■ Written exercise
Reproduce the entries from the line containing "[2,46], drawn from the photo above." through the end of the entries, swapping every "blurred background" for "out-of-focus background" and leaving all else unchanged.
<<<<
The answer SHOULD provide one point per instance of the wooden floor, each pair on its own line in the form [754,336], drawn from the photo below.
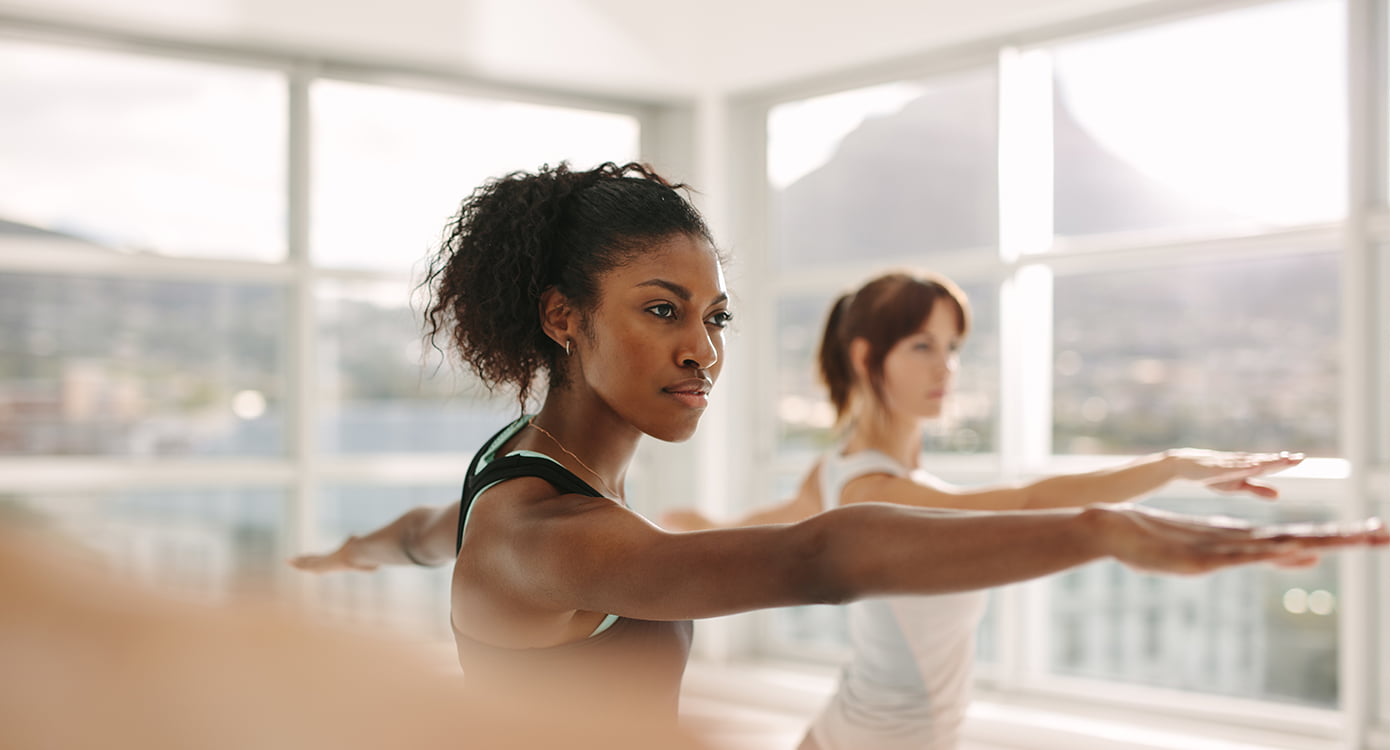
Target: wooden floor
[732,726]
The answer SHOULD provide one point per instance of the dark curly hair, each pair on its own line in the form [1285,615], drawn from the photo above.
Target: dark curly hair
[518,235]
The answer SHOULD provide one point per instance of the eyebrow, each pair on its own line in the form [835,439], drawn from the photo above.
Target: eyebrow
[679,291]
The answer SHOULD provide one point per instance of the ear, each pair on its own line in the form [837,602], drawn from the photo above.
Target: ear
[860,351]
[557,316]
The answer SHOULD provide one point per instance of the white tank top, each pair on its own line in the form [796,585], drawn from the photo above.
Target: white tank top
[906,686]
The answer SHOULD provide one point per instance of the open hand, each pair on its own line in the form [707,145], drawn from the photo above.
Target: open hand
[1158,542]
[336,561]
[1231,472]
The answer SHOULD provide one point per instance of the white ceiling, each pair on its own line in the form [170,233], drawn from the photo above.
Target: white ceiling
[650,48]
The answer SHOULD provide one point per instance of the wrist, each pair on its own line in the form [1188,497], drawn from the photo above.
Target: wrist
[1171,462]
[1098,526]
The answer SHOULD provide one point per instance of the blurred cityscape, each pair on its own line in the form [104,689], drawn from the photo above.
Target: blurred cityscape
[1232,354]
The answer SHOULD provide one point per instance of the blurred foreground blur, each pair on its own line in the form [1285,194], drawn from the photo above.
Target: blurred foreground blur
[93,661]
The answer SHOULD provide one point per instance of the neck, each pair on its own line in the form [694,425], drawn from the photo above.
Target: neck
[899,437]
[601,442]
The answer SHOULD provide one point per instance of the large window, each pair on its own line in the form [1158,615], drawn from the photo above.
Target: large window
[1173,269]
[209,354]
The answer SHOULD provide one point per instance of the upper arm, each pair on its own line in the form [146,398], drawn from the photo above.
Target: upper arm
[437,538]
[531,552]
[933,493]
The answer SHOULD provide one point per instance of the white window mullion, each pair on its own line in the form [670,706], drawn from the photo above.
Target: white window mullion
[1025,230]
[301,370]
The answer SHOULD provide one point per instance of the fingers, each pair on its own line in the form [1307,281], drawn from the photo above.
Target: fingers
[1257,489]
[312,563]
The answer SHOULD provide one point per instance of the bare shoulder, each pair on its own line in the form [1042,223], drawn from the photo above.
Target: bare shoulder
[875,489]
[518,505]
[507,586]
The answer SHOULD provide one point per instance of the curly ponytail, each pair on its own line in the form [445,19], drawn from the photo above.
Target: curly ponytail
[518,235]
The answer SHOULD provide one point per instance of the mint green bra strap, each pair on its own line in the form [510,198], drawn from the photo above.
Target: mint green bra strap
[608,621]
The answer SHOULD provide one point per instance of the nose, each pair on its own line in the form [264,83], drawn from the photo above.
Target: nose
[699,350]
[949,363]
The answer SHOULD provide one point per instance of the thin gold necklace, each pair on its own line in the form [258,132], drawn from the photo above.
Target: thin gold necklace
[601,480]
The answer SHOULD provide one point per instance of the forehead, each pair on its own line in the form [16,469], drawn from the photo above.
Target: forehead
[942,321]
[678,259]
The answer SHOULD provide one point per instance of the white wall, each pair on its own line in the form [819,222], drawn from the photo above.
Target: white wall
[643,48]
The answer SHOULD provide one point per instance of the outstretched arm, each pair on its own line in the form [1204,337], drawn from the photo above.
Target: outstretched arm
[531,550]
[1220,470]
[422,536]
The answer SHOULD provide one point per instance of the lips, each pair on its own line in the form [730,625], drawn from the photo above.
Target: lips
[696,386]
[692,393]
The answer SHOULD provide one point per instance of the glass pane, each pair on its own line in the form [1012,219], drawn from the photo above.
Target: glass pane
[142,154]
[93,365]
[198,543]
[805,414]
[885,172]
[1381,412]
[1248,129]
[1239,356]
[1255,631]
[408,599]
[391,165]
[382,391]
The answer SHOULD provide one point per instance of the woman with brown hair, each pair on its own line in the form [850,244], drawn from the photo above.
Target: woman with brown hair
[606,286]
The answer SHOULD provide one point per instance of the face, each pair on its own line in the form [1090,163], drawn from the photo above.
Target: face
[920,368]
[655,340]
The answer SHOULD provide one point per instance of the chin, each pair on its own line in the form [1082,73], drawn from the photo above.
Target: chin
[678,431]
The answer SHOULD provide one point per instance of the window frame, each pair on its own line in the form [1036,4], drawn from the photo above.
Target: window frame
[1358,476]
[304,469]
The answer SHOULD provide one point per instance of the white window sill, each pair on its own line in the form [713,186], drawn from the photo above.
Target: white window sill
[790,694]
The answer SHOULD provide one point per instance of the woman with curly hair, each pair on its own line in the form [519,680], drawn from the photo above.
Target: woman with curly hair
[606,284]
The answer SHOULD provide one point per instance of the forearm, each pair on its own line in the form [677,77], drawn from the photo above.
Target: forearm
[417,538]
[1109,486]
[879,549]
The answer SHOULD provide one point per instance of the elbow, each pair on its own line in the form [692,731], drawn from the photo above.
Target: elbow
[823,571]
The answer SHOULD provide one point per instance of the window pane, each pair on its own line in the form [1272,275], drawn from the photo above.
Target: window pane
[382,391]
[409,599]
[199,543]
[391,165]
[885,172]
[93,365]
[1248,129]
[1255,631]
[142,154]
[1238,356]
[805,416]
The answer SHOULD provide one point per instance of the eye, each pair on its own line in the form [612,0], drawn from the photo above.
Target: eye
[664,309]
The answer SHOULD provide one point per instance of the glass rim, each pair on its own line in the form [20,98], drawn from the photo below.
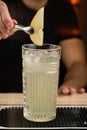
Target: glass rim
[32,46]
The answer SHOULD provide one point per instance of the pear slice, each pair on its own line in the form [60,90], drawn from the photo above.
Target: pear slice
[37,24]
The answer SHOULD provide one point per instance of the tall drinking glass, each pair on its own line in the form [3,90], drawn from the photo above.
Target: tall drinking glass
[40,81]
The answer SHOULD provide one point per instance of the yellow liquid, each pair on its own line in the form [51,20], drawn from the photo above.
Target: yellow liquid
[40,86]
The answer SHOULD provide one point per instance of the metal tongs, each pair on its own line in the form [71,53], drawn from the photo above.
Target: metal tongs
[29,30]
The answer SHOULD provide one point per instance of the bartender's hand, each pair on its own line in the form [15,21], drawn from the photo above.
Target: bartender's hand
[6,22]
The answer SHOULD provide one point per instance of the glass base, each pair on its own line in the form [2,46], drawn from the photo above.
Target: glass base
[39,118]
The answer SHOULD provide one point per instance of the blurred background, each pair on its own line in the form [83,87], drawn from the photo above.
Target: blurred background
[80,7]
>>>>
■ In response
The answer SHOULD provide one point per instance of the glass base, each pair on its own line in the form [2,46], drawn from the photo above.
Target: glass base
[39,118]
The answer SHOULD provide one point per instance of the out-of-focus background, each pair on its own line in the form [83,87], drawn from the photo above.
Target: out-of-focus background
[80,7]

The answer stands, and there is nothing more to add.